*Given records*:
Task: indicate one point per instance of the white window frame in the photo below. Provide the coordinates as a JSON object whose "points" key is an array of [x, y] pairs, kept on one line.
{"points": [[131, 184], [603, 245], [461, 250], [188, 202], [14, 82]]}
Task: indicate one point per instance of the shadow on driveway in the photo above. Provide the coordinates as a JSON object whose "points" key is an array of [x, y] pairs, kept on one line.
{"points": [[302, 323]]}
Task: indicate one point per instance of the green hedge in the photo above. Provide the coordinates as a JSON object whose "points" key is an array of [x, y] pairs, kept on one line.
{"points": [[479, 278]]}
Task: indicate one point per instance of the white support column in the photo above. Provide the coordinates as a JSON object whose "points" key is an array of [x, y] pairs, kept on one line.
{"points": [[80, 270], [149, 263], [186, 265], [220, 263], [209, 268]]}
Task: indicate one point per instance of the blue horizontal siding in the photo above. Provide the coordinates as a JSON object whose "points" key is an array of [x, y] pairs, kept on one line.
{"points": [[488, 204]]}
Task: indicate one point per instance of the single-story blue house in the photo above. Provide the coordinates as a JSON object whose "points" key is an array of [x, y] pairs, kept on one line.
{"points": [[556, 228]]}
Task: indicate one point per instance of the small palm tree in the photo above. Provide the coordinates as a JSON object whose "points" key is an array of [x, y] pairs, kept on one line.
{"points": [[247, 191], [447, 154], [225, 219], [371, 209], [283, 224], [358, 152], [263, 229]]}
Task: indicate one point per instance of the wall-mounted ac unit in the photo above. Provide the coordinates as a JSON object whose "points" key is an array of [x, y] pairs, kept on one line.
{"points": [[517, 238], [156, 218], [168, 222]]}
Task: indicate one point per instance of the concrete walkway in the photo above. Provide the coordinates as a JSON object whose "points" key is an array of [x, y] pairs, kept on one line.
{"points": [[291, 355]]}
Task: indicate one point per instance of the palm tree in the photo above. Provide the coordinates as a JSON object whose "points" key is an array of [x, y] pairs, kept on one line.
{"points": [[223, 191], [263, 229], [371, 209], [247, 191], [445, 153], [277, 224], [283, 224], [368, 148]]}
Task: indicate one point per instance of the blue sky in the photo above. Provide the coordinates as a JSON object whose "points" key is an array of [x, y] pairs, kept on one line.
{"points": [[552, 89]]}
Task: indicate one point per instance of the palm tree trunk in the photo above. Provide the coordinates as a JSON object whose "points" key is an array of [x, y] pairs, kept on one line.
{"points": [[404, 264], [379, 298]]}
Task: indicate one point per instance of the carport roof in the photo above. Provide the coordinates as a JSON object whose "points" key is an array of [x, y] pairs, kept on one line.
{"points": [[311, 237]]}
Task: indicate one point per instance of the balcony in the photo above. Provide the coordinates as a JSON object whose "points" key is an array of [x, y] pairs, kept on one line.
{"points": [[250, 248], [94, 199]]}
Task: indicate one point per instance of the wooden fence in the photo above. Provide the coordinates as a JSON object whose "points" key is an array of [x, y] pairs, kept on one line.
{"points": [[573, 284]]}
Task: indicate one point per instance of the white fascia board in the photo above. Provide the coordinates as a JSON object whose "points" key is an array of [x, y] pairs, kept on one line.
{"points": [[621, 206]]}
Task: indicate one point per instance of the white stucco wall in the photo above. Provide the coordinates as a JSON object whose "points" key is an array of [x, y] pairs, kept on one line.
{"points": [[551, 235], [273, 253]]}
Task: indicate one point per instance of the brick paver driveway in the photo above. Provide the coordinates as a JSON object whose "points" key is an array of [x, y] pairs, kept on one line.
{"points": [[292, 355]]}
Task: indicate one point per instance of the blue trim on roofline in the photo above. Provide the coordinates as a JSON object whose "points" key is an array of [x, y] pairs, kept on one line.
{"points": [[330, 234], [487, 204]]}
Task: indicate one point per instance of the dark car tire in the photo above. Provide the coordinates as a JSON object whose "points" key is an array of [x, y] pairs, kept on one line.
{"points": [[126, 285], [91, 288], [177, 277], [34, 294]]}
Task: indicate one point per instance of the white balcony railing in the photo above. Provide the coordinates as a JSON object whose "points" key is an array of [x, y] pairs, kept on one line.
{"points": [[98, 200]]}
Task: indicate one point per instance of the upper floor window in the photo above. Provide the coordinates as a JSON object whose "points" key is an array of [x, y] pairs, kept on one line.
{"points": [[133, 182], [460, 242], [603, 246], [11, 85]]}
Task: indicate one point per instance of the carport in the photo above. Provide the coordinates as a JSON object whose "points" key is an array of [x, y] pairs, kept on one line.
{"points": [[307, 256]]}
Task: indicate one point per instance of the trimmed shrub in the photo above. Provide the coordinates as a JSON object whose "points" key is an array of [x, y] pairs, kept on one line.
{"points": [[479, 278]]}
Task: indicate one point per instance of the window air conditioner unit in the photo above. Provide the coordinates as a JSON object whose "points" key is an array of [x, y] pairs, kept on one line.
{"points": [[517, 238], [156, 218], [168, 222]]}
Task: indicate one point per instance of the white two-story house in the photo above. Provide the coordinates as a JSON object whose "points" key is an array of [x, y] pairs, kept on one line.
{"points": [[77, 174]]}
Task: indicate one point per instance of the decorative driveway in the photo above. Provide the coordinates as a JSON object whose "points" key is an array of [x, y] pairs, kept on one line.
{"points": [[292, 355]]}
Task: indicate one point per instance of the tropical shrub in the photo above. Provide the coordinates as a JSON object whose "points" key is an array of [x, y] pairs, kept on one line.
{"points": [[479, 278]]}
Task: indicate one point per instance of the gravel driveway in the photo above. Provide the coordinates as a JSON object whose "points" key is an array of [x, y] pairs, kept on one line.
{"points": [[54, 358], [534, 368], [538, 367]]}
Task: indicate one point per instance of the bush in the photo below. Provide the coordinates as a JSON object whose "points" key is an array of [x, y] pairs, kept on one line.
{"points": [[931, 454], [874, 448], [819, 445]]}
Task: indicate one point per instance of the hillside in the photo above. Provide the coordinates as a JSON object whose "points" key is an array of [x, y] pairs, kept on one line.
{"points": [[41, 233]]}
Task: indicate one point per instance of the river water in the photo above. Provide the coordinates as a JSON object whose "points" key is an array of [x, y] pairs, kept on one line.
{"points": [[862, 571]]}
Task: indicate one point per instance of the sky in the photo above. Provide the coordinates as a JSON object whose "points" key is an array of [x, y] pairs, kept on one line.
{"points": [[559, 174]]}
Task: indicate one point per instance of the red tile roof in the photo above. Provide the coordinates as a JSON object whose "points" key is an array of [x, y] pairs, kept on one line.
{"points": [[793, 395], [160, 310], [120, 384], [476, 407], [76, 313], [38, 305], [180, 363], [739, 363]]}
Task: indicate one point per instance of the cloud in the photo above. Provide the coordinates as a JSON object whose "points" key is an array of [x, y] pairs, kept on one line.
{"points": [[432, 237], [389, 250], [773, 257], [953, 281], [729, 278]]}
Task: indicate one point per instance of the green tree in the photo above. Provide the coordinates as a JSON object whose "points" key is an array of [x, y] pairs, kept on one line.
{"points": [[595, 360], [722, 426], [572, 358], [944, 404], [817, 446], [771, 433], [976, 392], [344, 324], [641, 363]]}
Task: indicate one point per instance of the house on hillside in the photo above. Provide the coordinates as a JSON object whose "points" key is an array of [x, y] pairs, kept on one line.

*Written task*: Render everything from the line containing "Task: indicate one point per instance of the red" down to the end of the data above as a Markdown table, skipping blank lines. Use two columns: Row for a running number and Entry for the line itself.

*Task output*:
| Row | Entry |
|---|---|
| 1 | Task: indicate one point per instance of the red tile roof in the photo above. Provide the coordinates as a JSON object whose "points" key is an array of [x, y] pairs, kept on one line. |
| 2 | {"points": [[793, 395], [160, 310], [120, 384], [476, 407], [76, 313], [38, 305], [180, 363], [739, 363]]} |
| 3 | Task: indicate one point per instance of the cloud in the photo above. Provide the coordinates as a JSON object whose "points" key is an array of [x, y] pairs, kept on one line. |
| 4 | {"points": [[432, 237], [389, 250], [773, 257], [953, 281], [729, 278]]} |
| 5 | Task: indicate one point per instance of the green tree in the photo above. Provide the coordinates as a JSON object whose "points" key is an array of [x, y] pairs, kept on one line. |
| 6 | {"points": [[595, 360], [722, 426], [572, 358], [944, 404], [817, 446], [771, 433], [976, 392], [344, 324], [641, 363]]} |
| 7 | Task: indicate one point per instance of the house on hillside in the photo above. Provide the coordinates as a JSON object whose "points" key is an array of [x, y] pairs, kept on one line. |